_What you should do_
From the line that contains "the green house" down to the last line of the data below, transcribe every line exactly.

_Dataset records_
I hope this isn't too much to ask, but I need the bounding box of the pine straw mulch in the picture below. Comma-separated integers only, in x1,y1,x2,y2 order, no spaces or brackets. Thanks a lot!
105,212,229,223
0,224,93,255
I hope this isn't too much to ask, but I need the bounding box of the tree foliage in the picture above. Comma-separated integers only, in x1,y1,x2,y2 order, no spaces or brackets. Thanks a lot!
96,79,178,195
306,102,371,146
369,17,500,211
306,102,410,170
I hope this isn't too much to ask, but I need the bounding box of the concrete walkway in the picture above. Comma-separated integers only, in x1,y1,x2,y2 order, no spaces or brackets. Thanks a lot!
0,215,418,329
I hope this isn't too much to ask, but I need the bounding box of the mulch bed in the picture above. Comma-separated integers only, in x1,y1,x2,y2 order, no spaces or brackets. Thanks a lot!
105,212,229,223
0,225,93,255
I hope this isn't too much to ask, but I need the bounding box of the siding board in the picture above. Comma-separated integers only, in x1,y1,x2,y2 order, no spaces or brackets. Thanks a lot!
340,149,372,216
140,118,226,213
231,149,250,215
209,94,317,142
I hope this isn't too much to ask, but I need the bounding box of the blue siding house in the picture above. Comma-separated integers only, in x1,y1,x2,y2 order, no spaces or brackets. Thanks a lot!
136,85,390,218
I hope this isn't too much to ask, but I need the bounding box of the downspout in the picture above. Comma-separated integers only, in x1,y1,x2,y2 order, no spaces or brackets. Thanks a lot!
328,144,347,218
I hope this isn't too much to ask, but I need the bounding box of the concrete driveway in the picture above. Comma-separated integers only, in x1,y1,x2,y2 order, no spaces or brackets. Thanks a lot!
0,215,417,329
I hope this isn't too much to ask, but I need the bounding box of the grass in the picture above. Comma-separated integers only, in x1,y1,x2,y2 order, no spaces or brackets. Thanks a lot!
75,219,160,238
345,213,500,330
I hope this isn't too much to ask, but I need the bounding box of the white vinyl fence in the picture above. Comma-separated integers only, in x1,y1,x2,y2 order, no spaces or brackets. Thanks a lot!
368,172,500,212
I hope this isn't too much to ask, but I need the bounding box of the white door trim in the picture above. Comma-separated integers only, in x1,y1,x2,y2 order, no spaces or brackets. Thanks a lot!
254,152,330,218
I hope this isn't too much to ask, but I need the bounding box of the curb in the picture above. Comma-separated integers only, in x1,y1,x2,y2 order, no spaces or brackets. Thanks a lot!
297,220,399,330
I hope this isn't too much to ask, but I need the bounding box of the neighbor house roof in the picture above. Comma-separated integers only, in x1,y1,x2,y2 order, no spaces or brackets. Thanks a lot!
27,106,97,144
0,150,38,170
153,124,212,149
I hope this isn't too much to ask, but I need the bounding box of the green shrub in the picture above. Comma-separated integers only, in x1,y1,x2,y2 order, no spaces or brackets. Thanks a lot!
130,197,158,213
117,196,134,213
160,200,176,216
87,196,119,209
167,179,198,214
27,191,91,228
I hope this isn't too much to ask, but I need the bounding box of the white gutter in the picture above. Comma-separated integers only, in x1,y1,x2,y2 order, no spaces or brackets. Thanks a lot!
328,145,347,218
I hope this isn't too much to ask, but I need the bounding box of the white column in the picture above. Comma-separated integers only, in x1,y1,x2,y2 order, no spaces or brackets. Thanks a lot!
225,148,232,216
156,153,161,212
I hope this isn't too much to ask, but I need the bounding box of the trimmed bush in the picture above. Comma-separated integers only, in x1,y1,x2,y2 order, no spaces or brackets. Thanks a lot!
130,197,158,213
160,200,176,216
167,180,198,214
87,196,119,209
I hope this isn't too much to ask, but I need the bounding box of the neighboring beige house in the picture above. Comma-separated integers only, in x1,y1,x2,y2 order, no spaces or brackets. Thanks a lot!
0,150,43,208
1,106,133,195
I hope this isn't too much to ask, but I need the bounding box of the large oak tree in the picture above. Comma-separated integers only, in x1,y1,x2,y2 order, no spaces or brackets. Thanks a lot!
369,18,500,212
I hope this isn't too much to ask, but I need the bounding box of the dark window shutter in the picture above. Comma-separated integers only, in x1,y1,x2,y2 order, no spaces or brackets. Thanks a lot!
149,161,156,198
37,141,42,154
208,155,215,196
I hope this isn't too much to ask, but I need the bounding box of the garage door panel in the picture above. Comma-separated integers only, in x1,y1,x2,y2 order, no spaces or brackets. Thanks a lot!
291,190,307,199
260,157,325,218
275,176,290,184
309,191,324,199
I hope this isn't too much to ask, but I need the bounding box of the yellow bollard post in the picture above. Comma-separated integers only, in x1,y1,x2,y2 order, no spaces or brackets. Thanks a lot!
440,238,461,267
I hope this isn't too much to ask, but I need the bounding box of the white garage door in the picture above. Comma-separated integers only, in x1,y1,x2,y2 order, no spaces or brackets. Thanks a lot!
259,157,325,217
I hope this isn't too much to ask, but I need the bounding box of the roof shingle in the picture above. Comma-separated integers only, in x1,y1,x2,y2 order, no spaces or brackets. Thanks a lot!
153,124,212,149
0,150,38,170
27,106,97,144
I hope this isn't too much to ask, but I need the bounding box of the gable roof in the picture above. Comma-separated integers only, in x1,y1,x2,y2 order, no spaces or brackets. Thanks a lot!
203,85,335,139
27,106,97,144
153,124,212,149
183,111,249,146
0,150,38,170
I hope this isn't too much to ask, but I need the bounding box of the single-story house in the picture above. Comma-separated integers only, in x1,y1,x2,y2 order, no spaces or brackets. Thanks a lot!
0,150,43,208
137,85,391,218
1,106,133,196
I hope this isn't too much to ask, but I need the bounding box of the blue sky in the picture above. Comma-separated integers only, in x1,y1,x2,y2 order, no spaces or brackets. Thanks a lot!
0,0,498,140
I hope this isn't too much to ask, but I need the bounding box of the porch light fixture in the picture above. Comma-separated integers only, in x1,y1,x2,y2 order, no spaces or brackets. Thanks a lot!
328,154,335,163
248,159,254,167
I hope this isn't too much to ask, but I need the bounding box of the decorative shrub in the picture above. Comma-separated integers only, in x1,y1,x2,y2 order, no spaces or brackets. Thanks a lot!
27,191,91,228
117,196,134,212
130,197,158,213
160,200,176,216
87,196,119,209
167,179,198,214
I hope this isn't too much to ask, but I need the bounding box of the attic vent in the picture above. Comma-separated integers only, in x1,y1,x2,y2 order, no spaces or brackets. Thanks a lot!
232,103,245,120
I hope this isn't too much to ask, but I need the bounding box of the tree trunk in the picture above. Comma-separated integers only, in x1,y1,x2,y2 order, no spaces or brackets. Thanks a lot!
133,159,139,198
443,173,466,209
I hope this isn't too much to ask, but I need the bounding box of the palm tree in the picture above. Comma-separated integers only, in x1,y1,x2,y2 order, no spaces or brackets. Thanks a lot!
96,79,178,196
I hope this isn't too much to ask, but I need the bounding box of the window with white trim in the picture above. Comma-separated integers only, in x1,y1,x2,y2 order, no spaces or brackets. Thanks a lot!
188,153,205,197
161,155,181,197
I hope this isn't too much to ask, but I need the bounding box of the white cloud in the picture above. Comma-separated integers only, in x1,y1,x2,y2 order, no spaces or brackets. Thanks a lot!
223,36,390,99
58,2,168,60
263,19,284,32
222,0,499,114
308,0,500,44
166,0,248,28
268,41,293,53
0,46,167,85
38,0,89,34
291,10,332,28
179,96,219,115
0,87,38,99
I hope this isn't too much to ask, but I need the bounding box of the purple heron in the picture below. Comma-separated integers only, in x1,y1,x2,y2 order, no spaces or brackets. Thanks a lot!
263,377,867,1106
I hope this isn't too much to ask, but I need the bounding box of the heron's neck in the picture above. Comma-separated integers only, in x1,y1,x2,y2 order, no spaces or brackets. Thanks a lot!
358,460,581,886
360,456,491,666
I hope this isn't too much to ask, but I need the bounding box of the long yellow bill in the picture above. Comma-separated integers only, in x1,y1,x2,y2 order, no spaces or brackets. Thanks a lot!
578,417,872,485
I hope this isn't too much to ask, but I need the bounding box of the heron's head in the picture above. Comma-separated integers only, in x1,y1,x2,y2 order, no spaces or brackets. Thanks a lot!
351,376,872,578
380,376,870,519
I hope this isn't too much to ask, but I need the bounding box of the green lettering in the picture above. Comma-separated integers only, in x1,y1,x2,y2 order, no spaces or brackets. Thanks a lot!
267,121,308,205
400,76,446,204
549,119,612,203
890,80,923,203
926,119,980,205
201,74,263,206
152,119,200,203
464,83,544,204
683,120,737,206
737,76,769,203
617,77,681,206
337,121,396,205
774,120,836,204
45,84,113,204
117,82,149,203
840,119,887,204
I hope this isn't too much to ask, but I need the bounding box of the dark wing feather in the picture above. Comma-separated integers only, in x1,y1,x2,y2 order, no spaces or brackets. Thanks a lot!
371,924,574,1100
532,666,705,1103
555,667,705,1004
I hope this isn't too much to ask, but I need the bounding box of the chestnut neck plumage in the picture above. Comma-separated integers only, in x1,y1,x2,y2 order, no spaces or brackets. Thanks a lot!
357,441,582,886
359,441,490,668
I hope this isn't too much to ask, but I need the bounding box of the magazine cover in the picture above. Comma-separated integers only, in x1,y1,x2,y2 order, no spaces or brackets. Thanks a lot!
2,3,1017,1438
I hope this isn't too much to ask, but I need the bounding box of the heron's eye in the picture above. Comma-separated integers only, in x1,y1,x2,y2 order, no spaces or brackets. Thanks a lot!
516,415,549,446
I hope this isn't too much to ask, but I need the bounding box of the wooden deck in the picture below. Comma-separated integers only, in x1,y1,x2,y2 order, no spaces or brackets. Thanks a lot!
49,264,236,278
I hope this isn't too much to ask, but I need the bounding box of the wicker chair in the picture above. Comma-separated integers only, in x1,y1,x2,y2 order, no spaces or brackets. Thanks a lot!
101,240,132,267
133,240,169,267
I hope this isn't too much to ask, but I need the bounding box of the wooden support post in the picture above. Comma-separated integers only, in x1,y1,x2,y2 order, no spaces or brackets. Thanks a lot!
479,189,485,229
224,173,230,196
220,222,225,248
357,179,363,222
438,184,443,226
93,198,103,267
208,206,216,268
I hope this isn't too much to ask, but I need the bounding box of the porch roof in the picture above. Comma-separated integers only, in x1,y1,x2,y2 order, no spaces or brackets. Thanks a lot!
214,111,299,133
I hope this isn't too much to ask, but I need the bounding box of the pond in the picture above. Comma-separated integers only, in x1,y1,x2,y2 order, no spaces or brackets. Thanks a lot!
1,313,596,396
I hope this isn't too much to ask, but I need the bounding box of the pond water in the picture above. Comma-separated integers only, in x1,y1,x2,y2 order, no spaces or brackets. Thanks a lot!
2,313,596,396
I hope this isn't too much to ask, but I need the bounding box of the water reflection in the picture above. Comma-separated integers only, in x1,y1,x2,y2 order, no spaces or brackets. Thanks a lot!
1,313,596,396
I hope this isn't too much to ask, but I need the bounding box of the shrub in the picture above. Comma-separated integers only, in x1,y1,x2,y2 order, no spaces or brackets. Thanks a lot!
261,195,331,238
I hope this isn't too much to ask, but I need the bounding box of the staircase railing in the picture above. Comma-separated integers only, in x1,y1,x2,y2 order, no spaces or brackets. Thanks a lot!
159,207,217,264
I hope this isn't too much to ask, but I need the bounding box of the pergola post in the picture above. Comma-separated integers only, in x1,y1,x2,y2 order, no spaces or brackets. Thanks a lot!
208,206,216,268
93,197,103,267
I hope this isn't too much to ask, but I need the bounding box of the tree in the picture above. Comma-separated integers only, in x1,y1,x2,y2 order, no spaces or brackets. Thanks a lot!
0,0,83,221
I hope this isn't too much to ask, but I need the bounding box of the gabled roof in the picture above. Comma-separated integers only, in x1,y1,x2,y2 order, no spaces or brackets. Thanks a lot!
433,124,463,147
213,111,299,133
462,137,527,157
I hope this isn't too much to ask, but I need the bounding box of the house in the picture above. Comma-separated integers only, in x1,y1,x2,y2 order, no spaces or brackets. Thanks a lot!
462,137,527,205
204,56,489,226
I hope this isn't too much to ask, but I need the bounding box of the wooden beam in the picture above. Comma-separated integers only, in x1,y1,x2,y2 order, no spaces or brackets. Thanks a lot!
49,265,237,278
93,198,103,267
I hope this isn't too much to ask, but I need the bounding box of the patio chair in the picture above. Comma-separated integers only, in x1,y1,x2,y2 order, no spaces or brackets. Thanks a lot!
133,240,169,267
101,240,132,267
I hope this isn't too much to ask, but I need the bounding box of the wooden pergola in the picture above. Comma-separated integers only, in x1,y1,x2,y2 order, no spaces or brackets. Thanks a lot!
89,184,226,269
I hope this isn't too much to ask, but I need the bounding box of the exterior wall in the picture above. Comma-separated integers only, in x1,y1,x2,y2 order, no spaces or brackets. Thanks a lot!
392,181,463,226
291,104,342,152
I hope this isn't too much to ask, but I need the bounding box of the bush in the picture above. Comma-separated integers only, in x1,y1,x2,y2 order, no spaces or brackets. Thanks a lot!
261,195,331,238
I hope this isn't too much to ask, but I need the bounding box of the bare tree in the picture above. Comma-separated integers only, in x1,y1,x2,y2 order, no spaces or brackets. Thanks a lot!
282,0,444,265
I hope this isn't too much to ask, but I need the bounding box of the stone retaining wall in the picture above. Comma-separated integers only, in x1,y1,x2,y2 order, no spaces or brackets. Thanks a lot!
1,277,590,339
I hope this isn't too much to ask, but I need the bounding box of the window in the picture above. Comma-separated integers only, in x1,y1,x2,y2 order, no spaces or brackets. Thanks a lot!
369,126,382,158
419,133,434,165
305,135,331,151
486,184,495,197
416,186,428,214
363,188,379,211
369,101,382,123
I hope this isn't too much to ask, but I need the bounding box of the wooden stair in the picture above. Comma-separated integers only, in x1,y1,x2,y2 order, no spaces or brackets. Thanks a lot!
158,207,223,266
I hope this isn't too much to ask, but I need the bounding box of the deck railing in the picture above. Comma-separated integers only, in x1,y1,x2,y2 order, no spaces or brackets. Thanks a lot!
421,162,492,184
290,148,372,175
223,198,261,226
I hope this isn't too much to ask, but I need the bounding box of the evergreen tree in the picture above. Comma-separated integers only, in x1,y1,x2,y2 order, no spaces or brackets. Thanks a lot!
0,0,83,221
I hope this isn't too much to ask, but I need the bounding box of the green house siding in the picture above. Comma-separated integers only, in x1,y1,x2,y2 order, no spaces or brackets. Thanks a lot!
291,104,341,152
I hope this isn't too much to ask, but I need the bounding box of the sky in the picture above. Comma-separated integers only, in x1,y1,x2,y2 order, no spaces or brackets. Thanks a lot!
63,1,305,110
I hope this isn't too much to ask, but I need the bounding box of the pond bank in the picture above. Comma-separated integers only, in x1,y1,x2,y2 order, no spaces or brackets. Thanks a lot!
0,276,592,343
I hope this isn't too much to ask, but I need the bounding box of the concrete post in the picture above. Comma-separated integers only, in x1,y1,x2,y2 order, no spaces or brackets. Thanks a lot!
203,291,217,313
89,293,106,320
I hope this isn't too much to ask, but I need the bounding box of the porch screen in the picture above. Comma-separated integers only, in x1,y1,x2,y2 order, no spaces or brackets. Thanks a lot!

_Written response_
I hope this isn't too much to ask, but I need the bounding box of the green house siding in the picture above. Comma-separated integers only, in x1,y1,x2,y2 order, no spaces or brackets. Thanks a lot!
291,104,341,152
I hope this isn't too much to ask, but I need the bounding box of the sky in the picture above. Comma-separated integers only, in x1,y1,x2,y2 order, no spaces or brackets. Thanks a lot!
63,1,305,110
I hope this isn't too much to ask, but I need the bounding box of the pond bank in the picture above. Comma-separated integers only, in x1,y1,x2,y2 order, no spaces or brackets. Thanks a lot!
0,276,592,343
I hope this isn't too much to ask, but I need the bounding box of the concrete post in the picture above. Comma-separated integers only, in x1,y1,x2,y2 order, no spaces or brackets. Thanks a lot!
203,291,217,313
89,293,106,320
I hope this isn't too much to ask, but I need the bounding box of the porch screen in the picture above. Comma-separated integers only, in x1,y1,x2,y2 order, no spaces or brackets. Thanks a lot!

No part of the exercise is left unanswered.